### What the exercise asks
Exactly reproduce the line containing "the white plumage" and all later lines to the end of the entries, leaving the pictures out of your copy.

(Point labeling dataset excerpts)
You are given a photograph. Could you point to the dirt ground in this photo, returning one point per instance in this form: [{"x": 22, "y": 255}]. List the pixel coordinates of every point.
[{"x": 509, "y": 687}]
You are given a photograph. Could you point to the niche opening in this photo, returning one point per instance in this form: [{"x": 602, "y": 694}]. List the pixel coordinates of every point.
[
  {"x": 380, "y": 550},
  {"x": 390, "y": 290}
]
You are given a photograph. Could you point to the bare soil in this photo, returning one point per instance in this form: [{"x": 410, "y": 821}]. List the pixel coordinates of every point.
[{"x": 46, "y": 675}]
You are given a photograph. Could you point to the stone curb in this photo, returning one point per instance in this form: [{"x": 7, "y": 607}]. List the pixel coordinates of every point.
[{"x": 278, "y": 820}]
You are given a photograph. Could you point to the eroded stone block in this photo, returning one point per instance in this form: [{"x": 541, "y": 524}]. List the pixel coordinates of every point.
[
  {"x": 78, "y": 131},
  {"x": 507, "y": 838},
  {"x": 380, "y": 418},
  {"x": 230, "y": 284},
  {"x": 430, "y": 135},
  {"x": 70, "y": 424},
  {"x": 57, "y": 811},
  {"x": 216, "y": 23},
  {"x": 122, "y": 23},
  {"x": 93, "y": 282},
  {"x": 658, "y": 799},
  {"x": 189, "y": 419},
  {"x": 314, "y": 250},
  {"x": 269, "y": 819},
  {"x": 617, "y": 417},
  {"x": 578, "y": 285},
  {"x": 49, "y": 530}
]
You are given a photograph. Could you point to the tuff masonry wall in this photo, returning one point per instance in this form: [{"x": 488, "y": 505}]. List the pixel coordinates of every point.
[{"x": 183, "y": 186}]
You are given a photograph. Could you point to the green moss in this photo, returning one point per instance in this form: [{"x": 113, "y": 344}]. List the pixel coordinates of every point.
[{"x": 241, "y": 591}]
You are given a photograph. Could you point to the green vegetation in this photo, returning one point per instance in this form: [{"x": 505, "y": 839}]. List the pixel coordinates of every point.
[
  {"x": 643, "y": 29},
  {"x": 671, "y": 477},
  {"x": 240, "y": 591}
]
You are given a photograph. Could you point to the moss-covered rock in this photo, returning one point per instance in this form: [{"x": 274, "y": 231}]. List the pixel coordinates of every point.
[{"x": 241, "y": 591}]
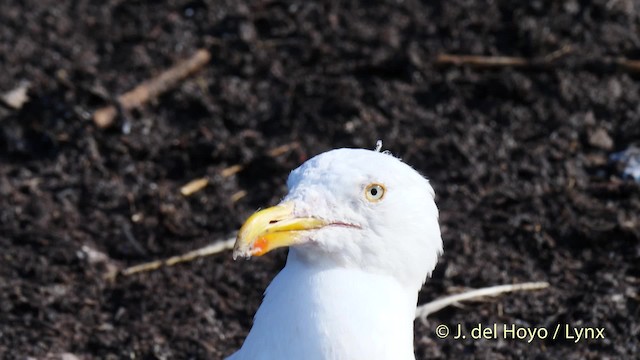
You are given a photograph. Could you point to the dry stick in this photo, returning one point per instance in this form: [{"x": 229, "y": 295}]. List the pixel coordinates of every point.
[
  {"x": 628, "y": 65},
  {"x": 152, "y": 88},
  {"x": 481, "y": 61},
  {"x": 632, "y": 66},
  {"x": 429, "y": 308},
  {"x": 215, "y": 248}
]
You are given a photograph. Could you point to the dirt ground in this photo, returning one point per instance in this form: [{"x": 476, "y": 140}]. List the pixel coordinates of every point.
[{"x": 518, "y": 156}]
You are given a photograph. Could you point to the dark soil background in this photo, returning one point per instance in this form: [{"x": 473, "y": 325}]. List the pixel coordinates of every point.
[{"x": 518, "y": 158}]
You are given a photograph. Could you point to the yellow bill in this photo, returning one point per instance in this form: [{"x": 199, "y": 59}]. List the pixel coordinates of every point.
[{"x": 272, "y": 228}]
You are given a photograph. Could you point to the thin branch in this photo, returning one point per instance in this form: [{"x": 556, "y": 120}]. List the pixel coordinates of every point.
[
  {"x": 215, "y": 248},
  {"x": 151, "y": 88},
  {"x": 429, "y": 308},
  {"x": 482, "y": 61}
]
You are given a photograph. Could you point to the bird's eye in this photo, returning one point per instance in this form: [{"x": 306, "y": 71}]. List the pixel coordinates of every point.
[{"x": 374, "y": 192}]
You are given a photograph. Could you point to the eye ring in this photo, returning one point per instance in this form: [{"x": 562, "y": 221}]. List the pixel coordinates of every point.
[{"x": 374, "y": 192}]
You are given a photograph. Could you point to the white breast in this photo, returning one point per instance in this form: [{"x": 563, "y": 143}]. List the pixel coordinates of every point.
[{"x": 333, "y": 313}]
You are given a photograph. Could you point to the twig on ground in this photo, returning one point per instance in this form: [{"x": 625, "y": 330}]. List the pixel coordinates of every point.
[
  {"x": 482, "y": 61},
  {"x": 194, "y": 186},
  {"x": 151, "y": 88},
  {"x": 215, "y": 248},
  {"x": 429, "y": 308}
]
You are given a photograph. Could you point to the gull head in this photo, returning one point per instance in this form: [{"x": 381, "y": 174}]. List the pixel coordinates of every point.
[{"x": 352, "y": 208}]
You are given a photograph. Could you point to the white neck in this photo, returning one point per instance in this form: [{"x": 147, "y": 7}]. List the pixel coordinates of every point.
[{"x": 335, "y": 313}]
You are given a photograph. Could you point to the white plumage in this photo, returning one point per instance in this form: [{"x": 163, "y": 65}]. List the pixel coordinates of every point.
[{"x": 363, "y": 232}]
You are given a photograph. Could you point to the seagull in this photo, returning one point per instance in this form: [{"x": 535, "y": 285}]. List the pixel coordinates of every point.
[{"x": 363, "y": 235}]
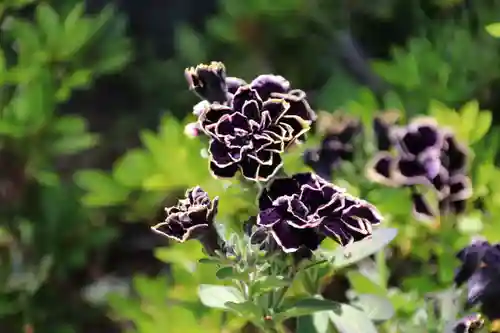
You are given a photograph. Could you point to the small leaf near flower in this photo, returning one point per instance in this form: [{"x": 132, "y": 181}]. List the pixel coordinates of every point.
[
  {"x": 352, "y": 253},
  {"x": 215, "y": 296},
  {"x": 377, "y": 308}
]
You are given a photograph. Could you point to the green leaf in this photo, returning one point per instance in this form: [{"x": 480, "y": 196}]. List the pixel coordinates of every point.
[
  {"x": 349, "y": 319},
  {"x": 102, "y": 190},
  {"x": 226, "y": 273},
  {"x": 215, "y": 296},
  {"x": 361, "y": 284},
  {"x": 377, "y": 308},
  {"x": 481, "y": 126},
  {"x": 306, "y": 306},
  {"x": 74, "y": 144},
  {"x": 493, "y": 29},
  {"x": 468, "y": 115},
  {"x": 133, "y": 168},
  {"x": 268, "y": 283},
  {"x": 50, "y": 24},
  {"x": 245, "y": 309},
  {"x": 321, "y": 321},
  {"x": 352, "y": 253}
]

### Expected answer
You are given a photograph. Could you point to the white plumage in this photo, returning one point per instance in this form: [{"x": 163, "y": 65}]. List the pixel coordinates of every point.
[{"x": 363, "y": 232}]
You are given a photograph. Could you point to the seagull in this photo, returning one point per instance in this form: [{"x": 535, "y": 285}]. List the pixel coordinates of every point.
[{"x": 363, "y": 235}]
You are given a photograph. Could you point to the small leaf near flower in this photo, returning one point per instance in this form: [{"x": 132, "y": 181}]. List the pixel coordinates of every point.
[
  {"x": 352, "y": 253},
  {"x": 215, "y": 296},
  {"x": 377, "y": 308}
]
You are given a photograph. Could you point to the green leaf in this photo, returning one point per instance in this form: [{"x": 480, "y": 196}]. List the pixel coordinates of every point.
[
  {"x": 349, "y": 319},
  {"x": 102, "y": 190},
  {"x": 226, "y": 273},
  {"x": 215, "y": 296},
  {"x": 361, "y": 284},
  {"x": 377, "y": 308},
  {"x": 481, "y": 126},
  {"x": 306, "y": 306},
  {"x": 74, "y": 144},
  {"x": 493, "y": 29},
  {"x": 468, "y": 115},
  {"x": 133, "y": 168},
  {"x": 268, "y": 283},
  {"x": 50, "y": 24},
  {"x": 245, "y": 309},
  {"x": 321, "y": 321},
  {"x": 352, "y": 253}
]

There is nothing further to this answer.